# DATA FOR PROCESSING
◆ ◆ ◆ ◆

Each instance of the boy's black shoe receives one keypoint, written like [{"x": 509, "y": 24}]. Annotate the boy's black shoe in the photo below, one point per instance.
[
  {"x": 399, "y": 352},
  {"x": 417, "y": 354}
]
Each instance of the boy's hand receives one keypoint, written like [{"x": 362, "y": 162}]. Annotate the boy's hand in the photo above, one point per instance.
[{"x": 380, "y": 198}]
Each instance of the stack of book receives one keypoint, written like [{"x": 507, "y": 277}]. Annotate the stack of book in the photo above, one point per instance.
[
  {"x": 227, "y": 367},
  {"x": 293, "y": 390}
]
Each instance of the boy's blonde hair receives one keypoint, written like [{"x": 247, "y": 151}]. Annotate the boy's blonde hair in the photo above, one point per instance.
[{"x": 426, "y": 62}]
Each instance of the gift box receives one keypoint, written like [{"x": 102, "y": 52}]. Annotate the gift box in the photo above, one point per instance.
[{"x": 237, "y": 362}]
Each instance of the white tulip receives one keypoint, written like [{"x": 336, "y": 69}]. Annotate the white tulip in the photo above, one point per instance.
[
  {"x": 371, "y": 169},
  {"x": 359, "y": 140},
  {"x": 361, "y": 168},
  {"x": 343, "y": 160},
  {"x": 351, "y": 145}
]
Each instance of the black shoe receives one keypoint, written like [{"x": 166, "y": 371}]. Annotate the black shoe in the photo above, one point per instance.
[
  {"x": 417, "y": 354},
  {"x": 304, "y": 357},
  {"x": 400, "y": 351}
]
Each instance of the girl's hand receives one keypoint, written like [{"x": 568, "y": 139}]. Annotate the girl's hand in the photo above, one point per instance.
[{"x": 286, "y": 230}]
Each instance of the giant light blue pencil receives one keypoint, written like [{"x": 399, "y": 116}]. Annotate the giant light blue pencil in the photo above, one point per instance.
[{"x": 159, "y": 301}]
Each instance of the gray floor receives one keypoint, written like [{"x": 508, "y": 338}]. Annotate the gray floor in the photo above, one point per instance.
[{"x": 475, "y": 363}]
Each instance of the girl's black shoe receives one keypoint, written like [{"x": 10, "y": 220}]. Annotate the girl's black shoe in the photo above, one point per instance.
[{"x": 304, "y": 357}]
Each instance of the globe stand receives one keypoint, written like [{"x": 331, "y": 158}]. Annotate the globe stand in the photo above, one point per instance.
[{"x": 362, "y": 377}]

◆ ◆ ◆ ◆

# WHAT THE EXERCISE ASKS
Give the listing again, exactly as it was written.

# WRITTEN REPLY
Each instance of the boy's black shoe receives one keypoint, written like [{"x": 509, "y": 24}]. Annotate the boy's black shoe in the photo below, one point per instance.
[
  {"x": 399, "y": 352},
  {"x": 417, "y": 354}
]
Each instance of the boy's hand receives one keypoint, written like [{"x": 362, "y": 162}]. Annotate the boy's hand in the photo above, one point per instance.
[{"x": 380, "y": 198}]
Each instance of the stack of book receives one keypoint, written like [{"x": 507, "y": 277}]. Annotate the stack of book in the photo above, one point per instance.
[
  {"x": 227, "y": 367},
  {"x": 293, "y": 390}
]
Each instance of the boy's blonde hair receives one keypoint, written like [{"x": 247, "y": 151}]. Annotate the boy's blonde hair in the photo above, one point per instance.
[{"x": 426, "y": 62}]
Each instance of the gift box receives one keypoint, written like [{"x": 102, "y": 52}]. Annotate the gift box in the photo above, one point per instance.
[{"x": 237, "y": 362}]
Each instance of the white tulip receives one keypoint, written like [{"x": 336, "y": 69}]. Annotate the white tulip in the photo above, one point per instance.
[
  {"x": 371, "y": 169},
  {"x": 359, "y": 140},
  {"x": 361, "y": 168},
  {"x": 343, "y": 160},
  {"x": 351, "y": 145}
]
Each instance of the black shoe receives one keypoint, written like [{"x": 166, "y": 371}]. Annotate the black shoe in the photo above, one point per instance.
[
  {"x": 417, "y": 354},
  {"x": 304, "y": 357},
  {"x": 400, "y": 351}
]
Each instance of the girl's hand receives one keypoint, written like [{"x": 568, "y": 139}]. Annotate the girl's hand in the photo above, one point per instance.
[{"x": 286, "y": 230}]
Each instance of the giant light blue pencil receives one keypoint, written like [{"x": 399, "y": 116}]. Annotate the giant light blue pencil in the photo above, one point per instance.
[{"x": 159, "y": 301}]
Each instance of the gray floor receives one keypoint, written like [{"x": 508, "y": 338}]. Annotate the gray floor in the photo above, one point per instance.
[{"x": 475, "y": 363}]
Each instance of the girl's black shoe receives one keypoint, written like [{"x": 10, "y": 220}]. Annotate the girl's black shoe in the photo above, one point per instance.
[{"x": 304, "y": 357}]
Each instance of the globe stand receives one keypoint, written like [{"x": 331, "y": 158}]. Annotate the globe stand in the photo above, one point per instance.
[{"x": 362, "y": 377}]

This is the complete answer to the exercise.